── Data for processing ──

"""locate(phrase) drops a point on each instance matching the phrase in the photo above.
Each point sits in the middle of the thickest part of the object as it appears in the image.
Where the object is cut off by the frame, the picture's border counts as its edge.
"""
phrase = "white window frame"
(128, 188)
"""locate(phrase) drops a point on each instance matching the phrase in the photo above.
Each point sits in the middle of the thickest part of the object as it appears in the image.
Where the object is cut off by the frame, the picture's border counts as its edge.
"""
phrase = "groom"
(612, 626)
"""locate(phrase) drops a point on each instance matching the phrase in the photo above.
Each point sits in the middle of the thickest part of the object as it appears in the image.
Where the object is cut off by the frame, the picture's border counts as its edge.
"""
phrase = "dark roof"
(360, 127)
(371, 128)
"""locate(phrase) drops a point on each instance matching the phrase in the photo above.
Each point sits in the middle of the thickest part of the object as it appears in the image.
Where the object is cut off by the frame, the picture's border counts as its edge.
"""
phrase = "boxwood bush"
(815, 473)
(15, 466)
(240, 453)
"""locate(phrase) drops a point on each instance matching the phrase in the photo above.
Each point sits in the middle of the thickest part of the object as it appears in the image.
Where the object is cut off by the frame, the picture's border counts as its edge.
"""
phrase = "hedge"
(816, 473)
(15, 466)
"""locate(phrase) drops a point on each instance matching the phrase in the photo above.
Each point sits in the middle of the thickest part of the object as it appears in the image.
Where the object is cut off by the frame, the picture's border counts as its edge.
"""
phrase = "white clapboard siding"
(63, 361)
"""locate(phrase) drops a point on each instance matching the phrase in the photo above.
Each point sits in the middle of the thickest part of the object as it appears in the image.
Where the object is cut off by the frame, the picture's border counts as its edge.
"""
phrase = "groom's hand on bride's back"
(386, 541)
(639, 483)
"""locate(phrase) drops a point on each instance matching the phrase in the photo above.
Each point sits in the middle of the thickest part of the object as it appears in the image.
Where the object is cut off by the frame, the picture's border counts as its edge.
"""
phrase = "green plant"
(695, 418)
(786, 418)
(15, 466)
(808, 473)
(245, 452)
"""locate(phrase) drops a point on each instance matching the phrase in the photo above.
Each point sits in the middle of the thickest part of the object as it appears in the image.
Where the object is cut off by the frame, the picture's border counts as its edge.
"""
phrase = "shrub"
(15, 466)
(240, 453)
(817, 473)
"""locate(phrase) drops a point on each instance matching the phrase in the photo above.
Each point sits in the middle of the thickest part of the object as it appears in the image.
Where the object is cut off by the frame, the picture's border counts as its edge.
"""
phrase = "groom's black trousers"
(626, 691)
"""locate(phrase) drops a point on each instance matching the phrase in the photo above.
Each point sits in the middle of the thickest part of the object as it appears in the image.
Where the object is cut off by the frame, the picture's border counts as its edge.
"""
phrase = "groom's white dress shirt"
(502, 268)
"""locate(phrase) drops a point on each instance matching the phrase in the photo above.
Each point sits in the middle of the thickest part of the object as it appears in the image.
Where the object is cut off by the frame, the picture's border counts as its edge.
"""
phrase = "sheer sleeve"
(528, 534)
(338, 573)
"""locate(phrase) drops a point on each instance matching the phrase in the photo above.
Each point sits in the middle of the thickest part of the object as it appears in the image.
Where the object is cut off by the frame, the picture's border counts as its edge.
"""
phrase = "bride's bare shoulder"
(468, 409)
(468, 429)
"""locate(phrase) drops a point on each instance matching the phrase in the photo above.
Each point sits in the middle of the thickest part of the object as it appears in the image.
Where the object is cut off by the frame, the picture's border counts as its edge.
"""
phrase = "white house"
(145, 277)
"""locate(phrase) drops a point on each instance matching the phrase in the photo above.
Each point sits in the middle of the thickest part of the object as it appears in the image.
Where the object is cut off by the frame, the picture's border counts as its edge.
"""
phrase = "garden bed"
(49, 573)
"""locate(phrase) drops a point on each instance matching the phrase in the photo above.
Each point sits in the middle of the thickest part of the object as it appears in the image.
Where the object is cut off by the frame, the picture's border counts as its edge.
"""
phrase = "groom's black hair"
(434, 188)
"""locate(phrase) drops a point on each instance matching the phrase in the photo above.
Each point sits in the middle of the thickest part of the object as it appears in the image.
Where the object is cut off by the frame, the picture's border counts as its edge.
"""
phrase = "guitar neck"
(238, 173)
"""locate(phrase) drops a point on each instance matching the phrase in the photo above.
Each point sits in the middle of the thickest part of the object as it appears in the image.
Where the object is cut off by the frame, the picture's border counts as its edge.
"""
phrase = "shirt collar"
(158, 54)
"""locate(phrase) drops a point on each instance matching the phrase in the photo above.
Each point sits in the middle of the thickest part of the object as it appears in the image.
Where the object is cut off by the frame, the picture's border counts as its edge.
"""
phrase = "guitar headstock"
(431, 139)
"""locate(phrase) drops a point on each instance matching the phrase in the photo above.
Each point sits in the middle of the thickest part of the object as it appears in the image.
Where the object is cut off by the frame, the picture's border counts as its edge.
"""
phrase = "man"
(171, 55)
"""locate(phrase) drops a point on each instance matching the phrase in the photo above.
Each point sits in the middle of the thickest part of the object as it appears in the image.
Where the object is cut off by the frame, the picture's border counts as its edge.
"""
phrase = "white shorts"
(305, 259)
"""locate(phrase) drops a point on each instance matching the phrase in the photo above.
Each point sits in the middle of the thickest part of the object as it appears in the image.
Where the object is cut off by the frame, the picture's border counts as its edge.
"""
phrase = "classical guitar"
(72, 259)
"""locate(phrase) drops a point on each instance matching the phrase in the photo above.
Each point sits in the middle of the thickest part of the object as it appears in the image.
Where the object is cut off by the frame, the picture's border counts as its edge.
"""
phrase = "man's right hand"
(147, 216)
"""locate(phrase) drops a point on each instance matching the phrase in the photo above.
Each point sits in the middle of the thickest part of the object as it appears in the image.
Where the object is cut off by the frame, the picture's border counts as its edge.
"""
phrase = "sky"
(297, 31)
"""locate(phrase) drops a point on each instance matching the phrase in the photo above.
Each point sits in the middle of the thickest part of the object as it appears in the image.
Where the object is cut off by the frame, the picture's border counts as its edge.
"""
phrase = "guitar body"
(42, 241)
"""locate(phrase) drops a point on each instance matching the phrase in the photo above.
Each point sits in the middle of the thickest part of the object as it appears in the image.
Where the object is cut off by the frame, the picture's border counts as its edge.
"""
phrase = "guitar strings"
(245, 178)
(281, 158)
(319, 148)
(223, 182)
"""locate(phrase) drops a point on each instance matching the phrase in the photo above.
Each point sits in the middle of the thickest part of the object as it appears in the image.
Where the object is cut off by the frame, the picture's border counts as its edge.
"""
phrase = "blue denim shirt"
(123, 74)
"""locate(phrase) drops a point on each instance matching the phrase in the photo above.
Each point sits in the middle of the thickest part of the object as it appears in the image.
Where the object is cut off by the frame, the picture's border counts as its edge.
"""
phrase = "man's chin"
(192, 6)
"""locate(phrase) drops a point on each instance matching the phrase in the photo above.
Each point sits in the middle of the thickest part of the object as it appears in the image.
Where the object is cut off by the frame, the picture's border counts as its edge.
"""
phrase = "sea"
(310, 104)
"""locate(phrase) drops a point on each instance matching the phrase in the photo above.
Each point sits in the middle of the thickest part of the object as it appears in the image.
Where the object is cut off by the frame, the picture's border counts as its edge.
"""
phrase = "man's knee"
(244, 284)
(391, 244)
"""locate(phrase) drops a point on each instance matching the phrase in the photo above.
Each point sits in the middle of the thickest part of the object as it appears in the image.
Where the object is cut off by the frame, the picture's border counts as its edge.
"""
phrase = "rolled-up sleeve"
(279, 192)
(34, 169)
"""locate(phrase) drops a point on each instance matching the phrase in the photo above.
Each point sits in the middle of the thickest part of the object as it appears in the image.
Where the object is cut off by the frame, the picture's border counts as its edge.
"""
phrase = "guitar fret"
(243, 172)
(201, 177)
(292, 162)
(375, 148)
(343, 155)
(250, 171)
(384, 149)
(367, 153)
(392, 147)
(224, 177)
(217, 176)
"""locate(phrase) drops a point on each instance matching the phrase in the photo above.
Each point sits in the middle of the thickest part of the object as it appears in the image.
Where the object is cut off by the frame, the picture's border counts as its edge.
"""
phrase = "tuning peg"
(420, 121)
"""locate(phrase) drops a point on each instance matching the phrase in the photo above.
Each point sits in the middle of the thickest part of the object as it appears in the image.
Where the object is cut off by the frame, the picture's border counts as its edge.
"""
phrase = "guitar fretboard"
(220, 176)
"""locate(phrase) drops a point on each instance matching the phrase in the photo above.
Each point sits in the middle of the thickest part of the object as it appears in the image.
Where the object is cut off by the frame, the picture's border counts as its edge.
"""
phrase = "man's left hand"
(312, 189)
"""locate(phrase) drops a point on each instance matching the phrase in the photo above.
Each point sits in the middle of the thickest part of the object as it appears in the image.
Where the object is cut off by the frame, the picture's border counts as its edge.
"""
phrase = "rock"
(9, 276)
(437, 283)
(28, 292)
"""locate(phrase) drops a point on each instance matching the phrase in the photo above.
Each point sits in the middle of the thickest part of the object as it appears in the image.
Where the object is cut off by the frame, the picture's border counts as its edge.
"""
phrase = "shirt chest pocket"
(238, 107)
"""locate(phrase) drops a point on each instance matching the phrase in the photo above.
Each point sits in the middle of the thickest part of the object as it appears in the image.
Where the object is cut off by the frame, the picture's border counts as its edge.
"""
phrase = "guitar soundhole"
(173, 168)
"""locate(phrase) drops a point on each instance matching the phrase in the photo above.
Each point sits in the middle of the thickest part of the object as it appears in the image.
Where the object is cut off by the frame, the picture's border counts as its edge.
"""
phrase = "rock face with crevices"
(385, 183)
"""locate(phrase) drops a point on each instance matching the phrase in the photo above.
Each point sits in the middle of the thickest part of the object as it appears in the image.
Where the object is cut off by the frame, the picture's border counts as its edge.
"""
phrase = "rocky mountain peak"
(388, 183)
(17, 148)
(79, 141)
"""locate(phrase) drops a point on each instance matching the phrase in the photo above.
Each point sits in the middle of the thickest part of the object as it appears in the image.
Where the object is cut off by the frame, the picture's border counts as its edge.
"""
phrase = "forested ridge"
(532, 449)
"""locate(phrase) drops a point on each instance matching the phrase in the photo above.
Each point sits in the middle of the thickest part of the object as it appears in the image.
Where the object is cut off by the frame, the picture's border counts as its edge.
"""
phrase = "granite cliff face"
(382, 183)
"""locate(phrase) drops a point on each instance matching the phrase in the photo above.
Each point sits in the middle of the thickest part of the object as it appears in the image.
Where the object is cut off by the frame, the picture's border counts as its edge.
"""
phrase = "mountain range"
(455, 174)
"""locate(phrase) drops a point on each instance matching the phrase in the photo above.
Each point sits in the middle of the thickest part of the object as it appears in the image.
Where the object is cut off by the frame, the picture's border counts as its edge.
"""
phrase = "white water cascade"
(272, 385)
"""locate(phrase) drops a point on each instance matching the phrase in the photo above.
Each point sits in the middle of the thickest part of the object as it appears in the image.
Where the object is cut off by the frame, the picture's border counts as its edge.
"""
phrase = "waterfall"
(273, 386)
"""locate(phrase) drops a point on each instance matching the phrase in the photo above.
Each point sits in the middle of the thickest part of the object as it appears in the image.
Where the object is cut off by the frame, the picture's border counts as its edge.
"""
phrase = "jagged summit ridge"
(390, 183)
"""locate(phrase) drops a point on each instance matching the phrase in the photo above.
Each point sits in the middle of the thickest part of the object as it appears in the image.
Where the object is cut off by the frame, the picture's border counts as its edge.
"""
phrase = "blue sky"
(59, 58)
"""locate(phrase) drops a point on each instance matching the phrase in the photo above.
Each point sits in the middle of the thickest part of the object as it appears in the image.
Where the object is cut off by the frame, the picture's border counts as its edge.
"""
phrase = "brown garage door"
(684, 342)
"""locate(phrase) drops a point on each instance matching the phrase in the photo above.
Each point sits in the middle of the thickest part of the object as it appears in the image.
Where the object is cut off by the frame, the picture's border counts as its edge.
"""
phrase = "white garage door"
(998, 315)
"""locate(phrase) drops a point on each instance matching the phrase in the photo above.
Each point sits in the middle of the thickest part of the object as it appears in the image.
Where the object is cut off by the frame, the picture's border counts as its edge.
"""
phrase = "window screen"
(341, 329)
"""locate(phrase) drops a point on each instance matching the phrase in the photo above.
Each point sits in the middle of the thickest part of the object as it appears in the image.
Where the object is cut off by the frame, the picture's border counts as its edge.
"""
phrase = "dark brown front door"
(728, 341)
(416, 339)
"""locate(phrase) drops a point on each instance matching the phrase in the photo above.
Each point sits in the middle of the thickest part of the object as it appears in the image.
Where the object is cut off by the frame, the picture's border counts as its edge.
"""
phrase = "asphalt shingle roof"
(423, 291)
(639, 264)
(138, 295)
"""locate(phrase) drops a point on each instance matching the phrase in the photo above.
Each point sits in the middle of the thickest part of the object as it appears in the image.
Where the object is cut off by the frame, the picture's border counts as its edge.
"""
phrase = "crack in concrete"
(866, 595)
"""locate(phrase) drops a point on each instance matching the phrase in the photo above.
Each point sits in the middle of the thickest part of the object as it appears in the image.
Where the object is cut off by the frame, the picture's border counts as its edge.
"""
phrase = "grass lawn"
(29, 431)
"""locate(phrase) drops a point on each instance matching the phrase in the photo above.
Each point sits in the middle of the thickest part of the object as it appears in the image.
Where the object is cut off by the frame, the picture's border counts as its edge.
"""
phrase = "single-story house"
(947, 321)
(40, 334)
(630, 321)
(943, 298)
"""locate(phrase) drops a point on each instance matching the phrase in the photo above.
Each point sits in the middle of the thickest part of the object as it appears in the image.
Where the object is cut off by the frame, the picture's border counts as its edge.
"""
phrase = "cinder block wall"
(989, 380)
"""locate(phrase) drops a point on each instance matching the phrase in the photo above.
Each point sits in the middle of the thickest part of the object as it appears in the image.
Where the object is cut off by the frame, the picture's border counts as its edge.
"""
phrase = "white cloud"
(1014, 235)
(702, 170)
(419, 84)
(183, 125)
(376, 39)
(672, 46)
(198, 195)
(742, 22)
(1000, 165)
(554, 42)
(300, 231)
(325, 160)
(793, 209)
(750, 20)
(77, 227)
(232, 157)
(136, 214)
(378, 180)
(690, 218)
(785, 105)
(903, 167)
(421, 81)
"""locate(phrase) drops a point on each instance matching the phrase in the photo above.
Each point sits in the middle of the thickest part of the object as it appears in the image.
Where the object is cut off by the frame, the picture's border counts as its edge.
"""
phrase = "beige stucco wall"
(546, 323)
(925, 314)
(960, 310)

───

§ **Exercise details**
Please count the lines in the material above that contain the word "hand" and give only that number.

§ **Result of this task**
3